• What the task requires: Leaving out the pictures, transcribe all of the records faithfully.

• Data shown:
◆ ◆ ◆

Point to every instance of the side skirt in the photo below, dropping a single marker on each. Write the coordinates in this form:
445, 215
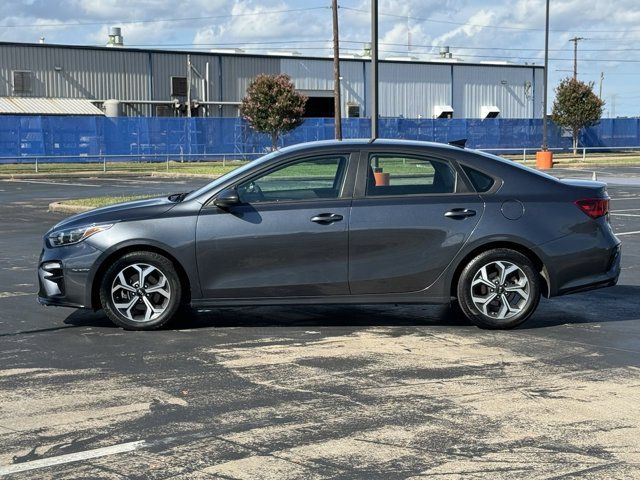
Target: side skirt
327, 300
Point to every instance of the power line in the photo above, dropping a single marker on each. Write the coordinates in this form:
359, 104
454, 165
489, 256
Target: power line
164, 20
502, 27
361, 42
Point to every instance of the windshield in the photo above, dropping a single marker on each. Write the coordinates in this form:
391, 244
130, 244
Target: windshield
238, 171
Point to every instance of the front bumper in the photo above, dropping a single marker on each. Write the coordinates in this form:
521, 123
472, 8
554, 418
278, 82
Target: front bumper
592, 282
64, 275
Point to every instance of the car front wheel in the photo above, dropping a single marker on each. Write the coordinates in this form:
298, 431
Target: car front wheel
141, 291
499, 289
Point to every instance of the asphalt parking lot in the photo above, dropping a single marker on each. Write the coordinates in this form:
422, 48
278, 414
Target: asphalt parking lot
314, 392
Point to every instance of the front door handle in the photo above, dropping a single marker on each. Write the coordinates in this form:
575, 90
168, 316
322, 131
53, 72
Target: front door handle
326, 218
460, 213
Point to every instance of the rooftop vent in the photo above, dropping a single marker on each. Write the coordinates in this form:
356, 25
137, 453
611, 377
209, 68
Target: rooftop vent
285, 53
115, 37
443, 111
445, 52
489, 111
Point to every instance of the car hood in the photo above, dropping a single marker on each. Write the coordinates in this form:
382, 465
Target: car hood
128, 211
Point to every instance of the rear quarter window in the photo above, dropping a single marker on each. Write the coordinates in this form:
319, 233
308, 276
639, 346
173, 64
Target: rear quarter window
480, 181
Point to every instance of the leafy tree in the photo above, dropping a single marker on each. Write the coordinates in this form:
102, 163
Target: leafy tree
576, 107
273, 106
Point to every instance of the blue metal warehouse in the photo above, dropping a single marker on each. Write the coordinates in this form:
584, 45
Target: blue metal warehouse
149, 82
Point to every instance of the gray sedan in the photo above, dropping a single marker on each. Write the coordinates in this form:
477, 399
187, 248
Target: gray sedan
343, 223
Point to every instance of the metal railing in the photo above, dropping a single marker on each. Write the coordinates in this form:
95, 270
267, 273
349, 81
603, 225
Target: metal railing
141, 159
566, 154
176, 161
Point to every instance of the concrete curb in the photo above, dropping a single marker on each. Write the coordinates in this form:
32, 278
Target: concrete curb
32, 176
61, 207
18, 176
185, 175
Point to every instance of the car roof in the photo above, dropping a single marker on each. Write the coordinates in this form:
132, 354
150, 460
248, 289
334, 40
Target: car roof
359, 142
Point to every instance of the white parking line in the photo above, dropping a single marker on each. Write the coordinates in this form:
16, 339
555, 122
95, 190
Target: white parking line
71, 457
52, 183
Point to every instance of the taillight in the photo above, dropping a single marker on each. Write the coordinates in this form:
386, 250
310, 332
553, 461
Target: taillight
594, 207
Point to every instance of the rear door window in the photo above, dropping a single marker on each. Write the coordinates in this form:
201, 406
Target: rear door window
397, 174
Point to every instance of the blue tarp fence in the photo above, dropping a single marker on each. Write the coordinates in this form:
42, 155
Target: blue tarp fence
70, 138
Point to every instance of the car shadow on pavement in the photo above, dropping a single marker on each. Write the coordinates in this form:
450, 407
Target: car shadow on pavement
614, 304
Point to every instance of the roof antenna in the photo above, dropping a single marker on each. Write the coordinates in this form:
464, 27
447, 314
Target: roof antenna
458, 143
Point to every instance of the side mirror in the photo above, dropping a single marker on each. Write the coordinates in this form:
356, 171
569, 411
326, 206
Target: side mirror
227, 198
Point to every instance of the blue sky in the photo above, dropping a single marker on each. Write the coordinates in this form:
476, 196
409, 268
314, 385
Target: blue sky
475, 30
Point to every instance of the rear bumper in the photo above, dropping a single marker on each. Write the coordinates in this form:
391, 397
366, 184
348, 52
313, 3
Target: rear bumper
607, 279
578, 264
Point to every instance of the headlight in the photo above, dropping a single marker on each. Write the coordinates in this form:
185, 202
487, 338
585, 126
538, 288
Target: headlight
70, 236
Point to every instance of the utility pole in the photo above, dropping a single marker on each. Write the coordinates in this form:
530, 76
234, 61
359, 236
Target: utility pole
374, 69
545, 81
601, 80
575, 41
337, 103
188, 85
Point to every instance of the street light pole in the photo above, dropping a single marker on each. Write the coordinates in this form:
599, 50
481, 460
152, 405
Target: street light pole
337, 102
374, 69
544, 157
545, 81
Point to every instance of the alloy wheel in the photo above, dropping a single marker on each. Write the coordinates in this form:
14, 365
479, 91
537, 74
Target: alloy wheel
500, 290
140, 292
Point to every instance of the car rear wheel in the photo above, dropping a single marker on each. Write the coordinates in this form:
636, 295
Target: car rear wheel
141, 291
499, 289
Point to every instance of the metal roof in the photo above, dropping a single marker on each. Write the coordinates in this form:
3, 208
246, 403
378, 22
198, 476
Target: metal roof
47, 106
195, 53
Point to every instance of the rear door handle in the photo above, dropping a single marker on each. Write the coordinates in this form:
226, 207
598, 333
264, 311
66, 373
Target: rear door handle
326, 218
460, 213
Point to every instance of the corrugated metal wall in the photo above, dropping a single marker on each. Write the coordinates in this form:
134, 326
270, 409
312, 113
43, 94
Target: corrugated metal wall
508, 88
407, 89
316, 76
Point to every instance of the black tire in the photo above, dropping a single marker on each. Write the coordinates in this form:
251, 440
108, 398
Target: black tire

◆ ◆ ◆

• Exercise response:
Point to every instance of the side skirt in the photo below, dropping a single marker on each. Write the coordinates in this form:
445, 215
Target: side skirt
327, 300
Point to every instance of the power line in the photo above, dropping a single marker on each. Write the coordinates in this form:
359, 104
454, 165
489, 256
Target: power line
164, 20
502, 27
361, 42
Point to every instance of the windshield in the photo above, dropping a single marker on each. Write the coordinates in this form:
391, 244
130, 244
Target: windshield
238, 171
Point to every instance of the front bumper in the photo above, dropping a single marker on each. Write the coordinates in this form:
521, 123
472, 8
554, 418
278, 82
Target: front bumper
592, 282
64, 275
Point to every instance of the car front wheel in the photo above, dropping a single marker on each. Write the coordinates in this form:
298, 431
Target: car front wheel
141, 291
499, 289
Point to every instance of the asphalt parking lot in the photo above, dropping a single marker on each. Write the coordinates in this form:
422, 48
278, 414
Target: asphalt parking lot
314, 392
Point to every instance of the front door handle in the photo above, dropping a single marker on each. Write the coordinates in this form:
575, 90
168, 316
322, 131
53, 72
Target: front door handle
326, 218
460, 213
Point to every instance of the rooftop vent in the photo above, dropping a single marker on each. Write the coordinates in this form:
356, 25
137, 453
611, 377
209, 68
Target: rooftop vent
285, 53
115, 37
443, 111
445, 52
489, 111
Point to every instance of the car hood in the photo above, dropping a single marker on each. Write the coordinates in this form:
382, 465
Target: car hood
128, 211
Point to every instance of the rear quarter window in the photo above, dropping a single marker on each. Write the coordinates in this form:
319, 233
308, 276
639, 346
173, 64
Target: rear quarter window
480, 181
Point to every instance of the leafy tree in the photo above, dropping a single marker on each. Write the coordinates in this form:
102, 163
Target: leafy tree
576, 107
273, 106
Point to every instance of the blue metal warehouse in the photo above, dropping a single marker on each. Write the coordinates in this form:
584, 45
Target: blue metal warehouse
149, 82
Point to every instance of the gray sedan in the photo above, dropping a single marker on each. Write the coordinates in this form:
477, 399
187, 248
Target: gray sedan
343, 223
Point to every instance of the metal railing in the photo above, dropping a single marker on each. Write the coordinates in this form:
95, 270
267, 273
349, 81
603, 225
Target: metal railing
141, 159
566, 154
176, 161
Point to every instance of the concrete curb in the photo above, dropping a single marker on each. Write the coordinates in this form:
32, 278
Target: concrete curb
32, 176
61, 207
18, 176
185, 175
Point to every instance of the car roof in the photo above, dropping a single marker on each. Write the coordinates in this form:
132, 354
150, 460
248, 289
334, 40
Target: car roof
359, 142
Point to every instance of the white parking line in the photo above, dropping a single marker on each. Write the coordinates in this form:
16, 339
555, 122
95, 190
Target: white parking line
71, 457
52, 183
Point to every instance of the taillight in the photo above, dropping a single marker on each. Write the coordinates in this form:
386, 250
310, 332
553, 461
Target: taillight
594, 207
Point to every instance of the rear door window in the photo above, dropping a single marker on each. Write the coordinates in this form:
201, 406
Target: rear door window
397, 174
Point to every instance of the blue tarp fence in the photo above, dropping a single marker on each. Write the coordinates in this form:
42, 155
Target: blue tarp fence
70, 138
Point to every instance of the car shadow on pavement in the photo above, dropping a single marker on each. Write the coordinates in this form:
450, 407
Target: car shadow on pavement
614, 304
Point to every instance of the roof antenna in the photo above, dropping a single marker on each. Write the coordinates in this form:
464, 27
447, 314
Target: roof antenna
458, 143
Point to every instance of the side mirror in the photo above, dropping a single marker on each. Write the coordinates in this form:
356, 171
569, 411
326, 206
Target: side mirror
227, 198
Point to every instance of the blue sky in the photo above, dropping a single marker on each. Write the coordinates in this form:
476, 196
409, 268
314, 385
Target: blue sky
475, 30
Point to every instance of the rear bumper in the photo above, dropping a single marker on each. Write the coordinates in this form:
391, 397
366, 184
348, 52
313, 3
Target: rear bumper
607, 279
578, 264
Point to every instance of the headlight in the photo above, dropping a single marker on each. Write the coordinates in this form:
185, 202
487, 338
585, 126
538, 288
Target: headlight
70, 236
Point to every instance of the utility pole in the photo above, dropping a single marker on each. Write the coordinates in this form:
530, 76
234, 61
359, 236
Target: utility pole
374, 69
545, 81
601, 80
575, 41
337, 103
188, 85
Point to every instance of the street light pole in the photo above, dropping a single marker on each. Write the coordinates in this form:
599, 50
481, 460
152, 405
Target: street light pole
337, 102
374, 69
544, 157
545, 81
Point to every instance of the alloy wheel in the photo above, dropping a single marker on each. Write the coordinates in this form:
14, 365
479, 91
537, 74
Target: alloy wheel
500, 290
140, 292
Point to every instance of the car rear wheel in the photo above, dropping a single marker on each. Write the coordinates in this form:
636, 295
Target: car rear wheel
141, 291
499, 289
Point to every instance of the metal roof in the photo above, dropping a single marker on each. Write the coordinates in this form:
3, 208
246, 403
378, 22
198, 476
Target: metal roof
47, 106
195, 53
Point to every instance of the rear door handle in the photo above, dropping a single marker on each. Write the coordinates in this form:
226, 207
598, 333
264, 311
66, 373
Target: rear door handle
326, 218
460, 213
Point to every instance of the corrugated metal wall in the photo above, dropping a single marker on each. Write the coordinates in this form:
134, 326
270, 409
312, 113
43, 94
Target: corrugated metal wall
508, 88
407, 89
316, 76
Point to every instance of the black tire in the photo above, dropping a single marker on each. Write the coordinates in this form:
251, 440
108, 398
Target: black tire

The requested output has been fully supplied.